WRITTEN PROBLEM »
State how many lines of the items below contain the string "every", with case counting, and reply with only the number.

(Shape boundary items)
## begin
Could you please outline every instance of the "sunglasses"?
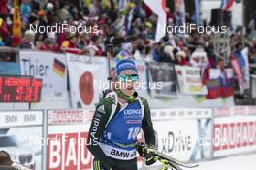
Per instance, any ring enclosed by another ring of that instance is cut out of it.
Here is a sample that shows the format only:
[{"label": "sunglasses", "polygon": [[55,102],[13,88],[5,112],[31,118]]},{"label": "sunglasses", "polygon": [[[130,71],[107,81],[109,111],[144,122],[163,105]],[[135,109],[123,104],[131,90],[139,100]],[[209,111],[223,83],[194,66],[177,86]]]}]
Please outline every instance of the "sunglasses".
[{"label": "sunglasses", "polygon": [[126,82],[128,80],[132,80],[133,82],[139,80],[139,76],[137,74],[132,74],[132,75],[119,75],[118,76],[119,81],[121,82]]}]

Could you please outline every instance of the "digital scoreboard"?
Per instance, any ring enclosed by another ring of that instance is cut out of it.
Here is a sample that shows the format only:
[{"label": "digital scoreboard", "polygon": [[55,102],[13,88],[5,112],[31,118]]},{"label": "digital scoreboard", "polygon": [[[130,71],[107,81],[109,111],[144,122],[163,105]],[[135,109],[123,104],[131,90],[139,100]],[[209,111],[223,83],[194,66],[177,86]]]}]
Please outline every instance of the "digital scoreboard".
[{"label": "digital scoreboard", "polygon": [[0,76],[0,102],[39,102],[41,89],[41,79]]}]

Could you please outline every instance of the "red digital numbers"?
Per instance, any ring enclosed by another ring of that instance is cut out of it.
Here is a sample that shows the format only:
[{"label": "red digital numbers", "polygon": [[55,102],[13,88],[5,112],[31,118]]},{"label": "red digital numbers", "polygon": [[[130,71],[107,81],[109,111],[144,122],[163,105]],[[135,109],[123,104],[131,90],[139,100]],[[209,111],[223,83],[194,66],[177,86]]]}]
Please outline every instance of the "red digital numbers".
[{"label": "red digital numbers", "polygon": [[0,102],[39,102],[41,89],[41,79],[0,77]]}]

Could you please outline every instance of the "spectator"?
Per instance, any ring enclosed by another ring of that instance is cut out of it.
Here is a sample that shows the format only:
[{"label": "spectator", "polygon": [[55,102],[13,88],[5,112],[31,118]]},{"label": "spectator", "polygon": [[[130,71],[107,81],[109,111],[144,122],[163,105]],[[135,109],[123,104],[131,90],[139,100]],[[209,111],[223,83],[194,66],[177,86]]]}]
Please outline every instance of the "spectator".
[{"label": "spectator", "polygon": [[160,62],[177,64],[177,60],[174,55],[174,47],[167,45],[164,47],[164,54],[160,58]]},{"label": "spectator", "polygon": [[20,48],[34,49],[35,48],[35,33],[33,31],[27,30],[23,37]]}]

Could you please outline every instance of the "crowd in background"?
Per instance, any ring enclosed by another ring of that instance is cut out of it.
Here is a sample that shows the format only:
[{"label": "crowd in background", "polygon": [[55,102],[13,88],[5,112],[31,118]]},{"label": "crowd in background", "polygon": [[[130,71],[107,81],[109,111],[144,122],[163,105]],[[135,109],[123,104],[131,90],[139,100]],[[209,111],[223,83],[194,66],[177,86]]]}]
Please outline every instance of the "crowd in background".
[{"label": "crowd in background", "polygon": [[[106,44],[113,44],[113,56],[119,59],[168,62],[178,65],[217,67],[221,54],[214,52],[212,34],[168,34],[160,42],[154,42],[157,17],[142,1],[128,3],[120,9],[118,0],[39,1],[21,0],[22,41],[20,48],[68,51],[90,56],[106,56]],[[79,2],[79,1],[78,1]],[[0,46],[12,46],[13,1],[0,1]],[[4,5],[7,4],[7,5]],[[174,25],[175,13],[166,9],[168,25]],[[186,14],[186,21],[193,22]],[[89,28],[97,25],[97,34],[35,33],[32,25],[66,23]],[[230,32],[230,48],[240,50],[242,42],[249,46],[249,59],[256,63],[256,14],[247,27],[245,41],[242,29]],[[200,54],[200,55],[199,55]],[[5,61],[9,61],[6,57]]]}]

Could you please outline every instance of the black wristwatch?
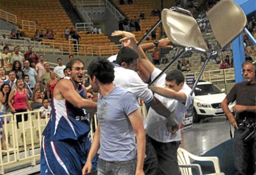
## end
EXERCISE ANSWER »
11